**Data to process:**
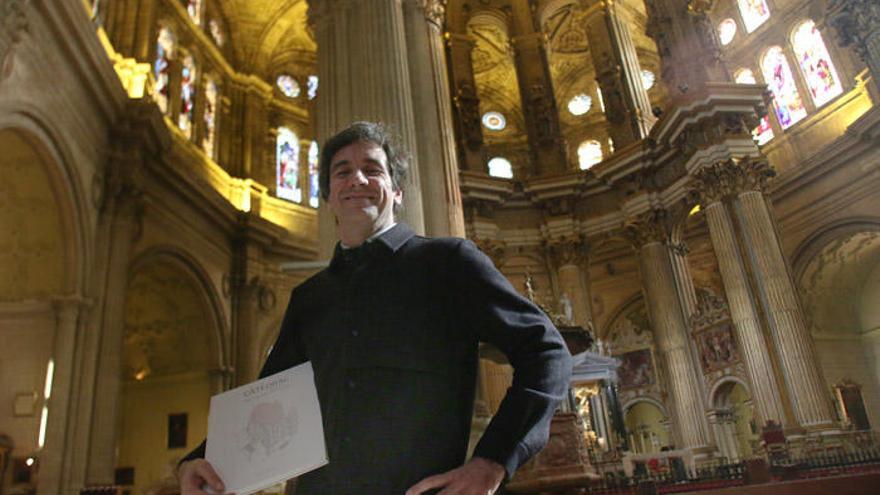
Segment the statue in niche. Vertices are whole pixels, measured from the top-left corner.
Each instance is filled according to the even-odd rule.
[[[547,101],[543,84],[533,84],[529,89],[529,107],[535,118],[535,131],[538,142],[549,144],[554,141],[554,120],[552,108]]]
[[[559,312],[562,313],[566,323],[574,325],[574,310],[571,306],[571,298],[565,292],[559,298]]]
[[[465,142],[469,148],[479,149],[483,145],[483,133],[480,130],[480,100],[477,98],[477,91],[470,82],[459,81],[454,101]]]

--

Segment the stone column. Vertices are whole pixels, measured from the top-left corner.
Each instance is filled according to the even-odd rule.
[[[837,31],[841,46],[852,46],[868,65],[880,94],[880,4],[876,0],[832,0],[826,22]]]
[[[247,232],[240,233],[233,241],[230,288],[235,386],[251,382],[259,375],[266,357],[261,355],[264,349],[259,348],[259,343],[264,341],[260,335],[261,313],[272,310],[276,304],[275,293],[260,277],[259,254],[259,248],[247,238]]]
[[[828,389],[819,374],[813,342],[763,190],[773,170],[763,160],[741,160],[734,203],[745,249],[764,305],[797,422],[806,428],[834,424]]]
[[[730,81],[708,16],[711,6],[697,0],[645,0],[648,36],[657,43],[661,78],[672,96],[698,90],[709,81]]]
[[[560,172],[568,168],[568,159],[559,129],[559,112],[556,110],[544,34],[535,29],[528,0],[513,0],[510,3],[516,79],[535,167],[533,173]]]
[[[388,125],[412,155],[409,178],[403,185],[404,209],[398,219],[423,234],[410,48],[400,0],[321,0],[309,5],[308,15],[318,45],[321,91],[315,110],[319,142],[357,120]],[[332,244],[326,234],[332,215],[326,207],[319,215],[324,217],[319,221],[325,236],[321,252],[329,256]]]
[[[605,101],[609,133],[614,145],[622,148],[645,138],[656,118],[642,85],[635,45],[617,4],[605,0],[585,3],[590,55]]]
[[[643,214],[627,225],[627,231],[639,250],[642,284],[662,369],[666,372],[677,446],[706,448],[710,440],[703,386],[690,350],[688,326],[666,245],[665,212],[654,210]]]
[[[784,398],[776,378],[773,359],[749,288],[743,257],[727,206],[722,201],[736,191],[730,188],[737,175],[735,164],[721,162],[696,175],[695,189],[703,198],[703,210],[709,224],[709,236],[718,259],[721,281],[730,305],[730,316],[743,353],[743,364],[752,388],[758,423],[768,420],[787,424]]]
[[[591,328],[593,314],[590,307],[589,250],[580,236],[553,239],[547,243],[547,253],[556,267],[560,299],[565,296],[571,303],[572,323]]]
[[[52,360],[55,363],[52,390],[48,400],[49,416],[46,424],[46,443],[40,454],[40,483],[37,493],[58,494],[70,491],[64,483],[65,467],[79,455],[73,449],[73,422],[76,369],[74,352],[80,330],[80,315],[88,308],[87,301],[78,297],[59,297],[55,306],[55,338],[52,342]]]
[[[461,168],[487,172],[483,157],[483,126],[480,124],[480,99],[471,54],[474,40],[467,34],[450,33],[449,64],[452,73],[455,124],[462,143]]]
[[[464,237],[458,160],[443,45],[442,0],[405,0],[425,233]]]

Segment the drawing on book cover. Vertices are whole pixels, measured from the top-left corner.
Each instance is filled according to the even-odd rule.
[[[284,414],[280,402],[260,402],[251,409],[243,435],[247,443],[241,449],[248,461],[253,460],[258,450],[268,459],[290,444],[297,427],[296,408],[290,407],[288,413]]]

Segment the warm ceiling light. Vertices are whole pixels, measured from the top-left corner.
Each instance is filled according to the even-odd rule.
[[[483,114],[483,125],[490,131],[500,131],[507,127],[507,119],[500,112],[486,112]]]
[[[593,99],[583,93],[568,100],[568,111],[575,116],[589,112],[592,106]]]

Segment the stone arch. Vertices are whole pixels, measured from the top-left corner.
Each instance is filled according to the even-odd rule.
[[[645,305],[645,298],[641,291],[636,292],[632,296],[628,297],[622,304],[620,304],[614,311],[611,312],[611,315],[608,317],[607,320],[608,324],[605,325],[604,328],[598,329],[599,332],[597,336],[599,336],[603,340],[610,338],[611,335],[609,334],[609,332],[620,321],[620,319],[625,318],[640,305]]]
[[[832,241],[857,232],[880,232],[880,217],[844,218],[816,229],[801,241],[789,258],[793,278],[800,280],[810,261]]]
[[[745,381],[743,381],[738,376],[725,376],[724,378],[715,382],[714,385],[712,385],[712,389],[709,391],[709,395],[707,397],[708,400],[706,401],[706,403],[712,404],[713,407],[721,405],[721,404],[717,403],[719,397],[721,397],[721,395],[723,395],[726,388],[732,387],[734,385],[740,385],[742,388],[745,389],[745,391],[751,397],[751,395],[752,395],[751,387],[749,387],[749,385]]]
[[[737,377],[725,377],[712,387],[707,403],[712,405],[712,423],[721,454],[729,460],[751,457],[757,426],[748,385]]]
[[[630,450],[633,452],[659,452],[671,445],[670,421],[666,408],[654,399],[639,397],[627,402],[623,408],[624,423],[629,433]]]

--

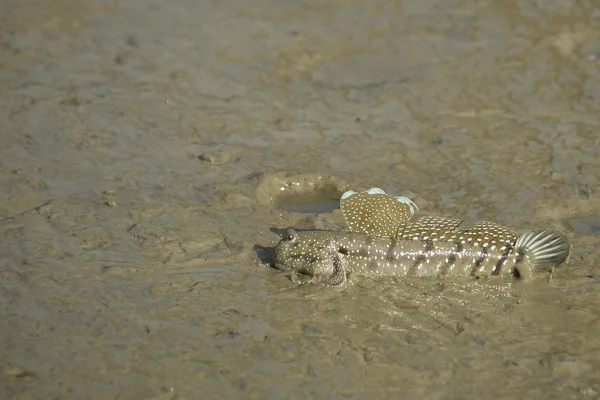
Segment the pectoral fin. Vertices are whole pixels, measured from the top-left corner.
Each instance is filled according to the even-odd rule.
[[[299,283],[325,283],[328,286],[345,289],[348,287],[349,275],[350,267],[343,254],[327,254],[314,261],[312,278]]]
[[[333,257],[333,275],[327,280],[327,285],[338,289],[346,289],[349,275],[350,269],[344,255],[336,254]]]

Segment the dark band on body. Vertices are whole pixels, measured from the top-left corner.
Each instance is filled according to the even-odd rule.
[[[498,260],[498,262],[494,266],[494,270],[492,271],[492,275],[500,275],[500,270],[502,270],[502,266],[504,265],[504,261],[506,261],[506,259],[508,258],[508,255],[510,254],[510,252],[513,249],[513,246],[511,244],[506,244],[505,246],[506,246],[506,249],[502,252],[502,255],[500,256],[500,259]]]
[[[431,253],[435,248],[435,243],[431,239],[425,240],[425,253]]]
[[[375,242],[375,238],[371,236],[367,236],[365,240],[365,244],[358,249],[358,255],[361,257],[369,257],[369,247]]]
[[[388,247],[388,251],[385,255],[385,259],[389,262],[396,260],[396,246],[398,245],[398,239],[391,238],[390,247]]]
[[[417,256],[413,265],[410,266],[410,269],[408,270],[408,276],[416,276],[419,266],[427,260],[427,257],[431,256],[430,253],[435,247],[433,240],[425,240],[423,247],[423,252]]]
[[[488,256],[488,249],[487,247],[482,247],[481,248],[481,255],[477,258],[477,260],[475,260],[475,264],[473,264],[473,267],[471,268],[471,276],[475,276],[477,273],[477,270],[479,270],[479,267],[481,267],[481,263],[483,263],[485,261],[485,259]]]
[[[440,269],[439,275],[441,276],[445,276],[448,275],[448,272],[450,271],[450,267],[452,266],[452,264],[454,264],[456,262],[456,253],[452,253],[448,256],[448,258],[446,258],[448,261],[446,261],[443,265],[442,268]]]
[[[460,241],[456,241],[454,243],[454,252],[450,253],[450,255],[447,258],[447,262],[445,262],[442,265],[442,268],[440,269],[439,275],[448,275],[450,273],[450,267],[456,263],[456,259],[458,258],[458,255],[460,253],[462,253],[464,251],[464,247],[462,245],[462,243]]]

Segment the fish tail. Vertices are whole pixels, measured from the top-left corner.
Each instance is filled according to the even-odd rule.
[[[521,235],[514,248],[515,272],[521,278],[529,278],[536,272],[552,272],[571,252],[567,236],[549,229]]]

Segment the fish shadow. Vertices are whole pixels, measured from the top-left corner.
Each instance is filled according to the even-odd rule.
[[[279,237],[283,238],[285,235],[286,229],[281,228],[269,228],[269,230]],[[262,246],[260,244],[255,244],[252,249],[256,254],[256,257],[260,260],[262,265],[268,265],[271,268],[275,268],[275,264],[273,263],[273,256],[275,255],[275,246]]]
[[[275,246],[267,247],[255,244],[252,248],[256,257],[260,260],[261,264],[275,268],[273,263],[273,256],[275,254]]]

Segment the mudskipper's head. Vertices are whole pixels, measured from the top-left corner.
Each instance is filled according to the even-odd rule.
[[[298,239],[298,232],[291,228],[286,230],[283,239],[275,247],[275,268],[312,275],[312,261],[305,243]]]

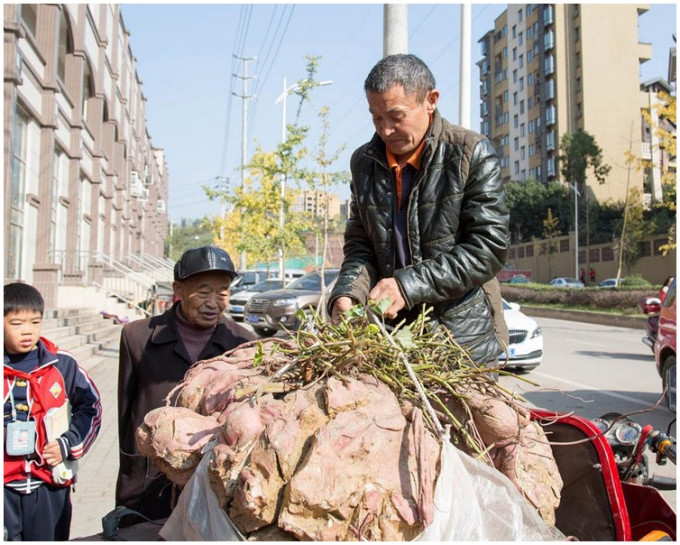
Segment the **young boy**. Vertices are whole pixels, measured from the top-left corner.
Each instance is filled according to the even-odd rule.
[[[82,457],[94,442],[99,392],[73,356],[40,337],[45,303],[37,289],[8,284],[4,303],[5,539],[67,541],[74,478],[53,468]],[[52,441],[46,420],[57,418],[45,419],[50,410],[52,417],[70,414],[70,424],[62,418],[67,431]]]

**Task brief:** Please find the lines in the data that contain the word "stone" and copy them.

**Solution below:**
Segment the stone column. Vertices are whole pixels, measured from the top-left corner.
Segment the stone arch. Vertices are whole pixels, measured from the top-left corner.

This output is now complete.